TASKS =>
a) List every cycle date given in the forum posts about trying to conceive.
b) Answer these questions from the forum posts about trying to conceive.
(i) For how many years has the first poster been trying?
(ii) For how many months has the first poster been seeing a fertility specialist?
(iii) For how many months did the second poster try NTNP?
c) Resume the forum posts about trying to conceive, starting right after their last sentence.

TEXT EXCERPT =>

********************

I think im done with TTC for the time being, Its been a very long and difficult process and after an early MC last month I just feel i'm done. I cant take the dissapointment and upset anymore:cry:

Its been 4 years and seeing a FS for 9 months only to keep being told come back in three months each time. I am reluctant to do IVF/ICSI as it would be using my parents money and that comes with massive pressure and guilt if it fails.

A colleague has just gone off sick with migraines in her second pregnancy and I just feel like packing it all in to stay tucked up in my house for a few months where no one can disturb me.

My husband is supportive and says do whatever you need to-the only problem is I dont really know whats for the best.

Sorry for the rant just needed to get all that out, thanks for listening.x
 
I'm sorry it's been so hard for you. :hugs:

I've gone a year with just 4 cycles. (11/05/10, 01/31/11, 06/10/11, and 09/06/11.) We tried NTNP 11 months, then soy this cycle, with no luck yet...DH doesn't want to TTC any more than soy atm so I might be done for a while also.

********************

PROVIDED DATA =>
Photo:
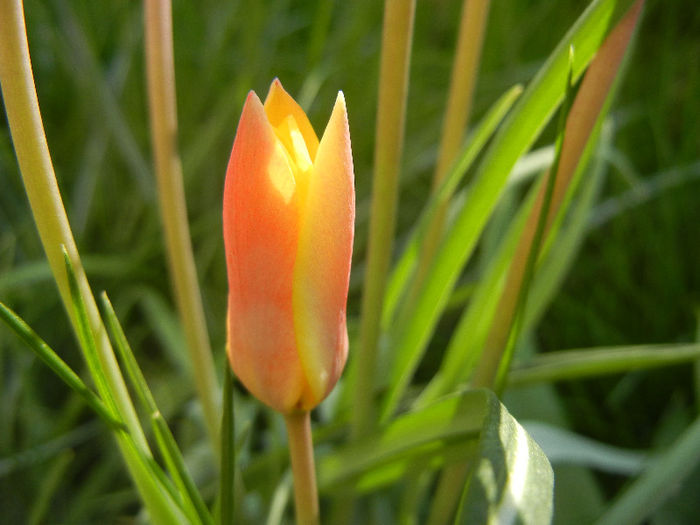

********************

EXERCISE RESULTS =>
a) 11/05/10, 01/31/11, 06/10/11, 09/06/11

b)
(i) 4 years
(ii) 9 months
(iii) 11 months

c)
Can I ask, when you take a break from TTC, do you NTNP or do you start using birth control again? I'm not sure what to do. :wacko:
 
Sorry to hear about your loss. :hugs:

It's not admitting defeat if you take a break, there's nothing wrong with stepping back and taking a breather from this struggle. Whether it's for a few months or years, it does really help.

When you take a break you're NTNP. There's no scheduled sex around your fertile, it's just whenever. You're taking a break from temping, charting, counting, and OPks.
 
I totally understand, i had someone at work tell not to worry i did not get a payrise this time around I will gone soon on maternity leave.. I was so so angry I called into work sick and almost handed in my notice, its just so frustrating, management are there over looking me becuase I am married woman of child bearing age and on the other hand I just can't seem to get pregnant... I curled up in my house for a few days. I have to come back out tomorrow and go back to work, but I really didn't feel like it earlier just some how dragged myself back up off the floor again. AF got me a few days ago maybe thats part of the reason for my huge depression over the last few days.

The worst part is all the waiting, I hate it too, you just wait and wait and theres such long gaps between appointments... my FS says to me, see you in 3 months... thats if your not pregnant by then.... I want to strangle her....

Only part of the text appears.